Exercise instructions |
1. Answer these from the open banking text:
(a) What does the text say Open Banking expands to?
(b) Which two US players does it name?
(c) What does UPI stand for?
2. Retype the open banking text word for word from "Open Banking (and" to "experienced by customers.".

[START OF Source text]

Visa & Mastercard Created the Card Rails for Banks and are now Hungry to Own the Open Banking Rails

Open Banking (and as it expands to Open Finance) is a great leveler. It will broaden the horizon and provide opportunities for new players. At the same time, it will create product innovation across the board from FinTechs to banks, FIs, and BigTechs, and other tech companies. The dynamics of Open Banking may be invisible to the end-customers but they will enjoy the end result. The e-plumbing and financial rewiring that is happening will bring a seismic shift in how financial services are delivered and experienced by customers. 

In last few years, Open banking has been changing the financial services landscape in countries where it is mandated (E.g., PSD2 in the EU, Open Banking in the UK, HK, Aus) and even in countries like India/US where the market is driving Open Banking at the back of great innovation such as UPI (Unified payments interface by NPCI) or in the US players such as Plaid and Finicity. It is now time to look at another very important associated trend and connect the dots.

[END OF Source text]
[START OF Data lines]

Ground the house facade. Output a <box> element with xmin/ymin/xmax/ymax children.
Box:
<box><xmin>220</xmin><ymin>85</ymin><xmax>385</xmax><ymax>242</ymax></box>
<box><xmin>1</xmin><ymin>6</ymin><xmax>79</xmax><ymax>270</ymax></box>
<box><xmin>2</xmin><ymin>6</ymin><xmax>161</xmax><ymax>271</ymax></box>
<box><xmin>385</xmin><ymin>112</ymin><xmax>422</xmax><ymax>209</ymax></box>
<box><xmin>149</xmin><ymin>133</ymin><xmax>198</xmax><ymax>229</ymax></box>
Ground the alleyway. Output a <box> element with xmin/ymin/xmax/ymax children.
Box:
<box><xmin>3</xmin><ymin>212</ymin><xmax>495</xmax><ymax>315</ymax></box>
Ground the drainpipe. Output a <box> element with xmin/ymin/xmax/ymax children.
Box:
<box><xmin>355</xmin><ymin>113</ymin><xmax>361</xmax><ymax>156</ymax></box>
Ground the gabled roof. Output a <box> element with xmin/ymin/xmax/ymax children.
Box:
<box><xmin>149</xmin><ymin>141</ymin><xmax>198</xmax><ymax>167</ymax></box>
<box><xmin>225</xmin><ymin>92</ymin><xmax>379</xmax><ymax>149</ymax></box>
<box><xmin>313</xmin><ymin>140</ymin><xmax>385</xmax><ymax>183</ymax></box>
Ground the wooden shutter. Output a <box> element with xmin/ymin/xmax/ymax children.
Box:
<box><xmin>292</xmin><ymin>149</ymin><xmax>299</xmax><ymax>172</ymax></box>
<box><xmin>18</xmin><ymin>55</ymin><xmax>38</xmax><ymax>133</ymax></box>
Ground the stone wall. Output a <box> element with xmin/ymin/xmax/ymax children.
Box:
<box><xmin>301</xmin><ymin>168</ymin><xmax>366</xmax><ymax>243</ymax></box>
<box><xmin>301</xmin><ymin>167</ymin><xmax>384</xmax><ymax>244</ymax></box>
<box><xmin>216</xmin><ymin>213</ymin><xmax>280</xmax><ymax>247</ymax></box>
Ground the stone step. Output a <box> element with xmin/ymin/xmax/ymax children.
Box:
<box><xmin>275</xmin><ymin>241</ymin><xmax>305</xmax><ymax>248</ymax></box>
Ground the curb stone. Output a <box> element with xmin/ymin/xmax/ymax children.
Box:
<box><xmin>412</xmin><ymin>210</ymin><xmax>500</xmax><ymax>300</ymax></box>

[END OF Data lines]

Responses to the exercise |
1.
(a) Open Finance
(b) Plaid and Finicity
(c) Unified payments interface

2.
Open Banking (and as it expands to Open Finance) is a great leveler. It will broaden the horizon and provide opportunities for new players. At the same time, it will create product innovation across the board from FinTechs to banks, FIs, and BigTechs, and other tech companies. The dynamics of Open Banking may be invisible to the end-customers but they will enjoy the end result. The e-plumbing and financial rewiring that is happening will bring a seismic shift in how financial services are delivered and experienced by customers.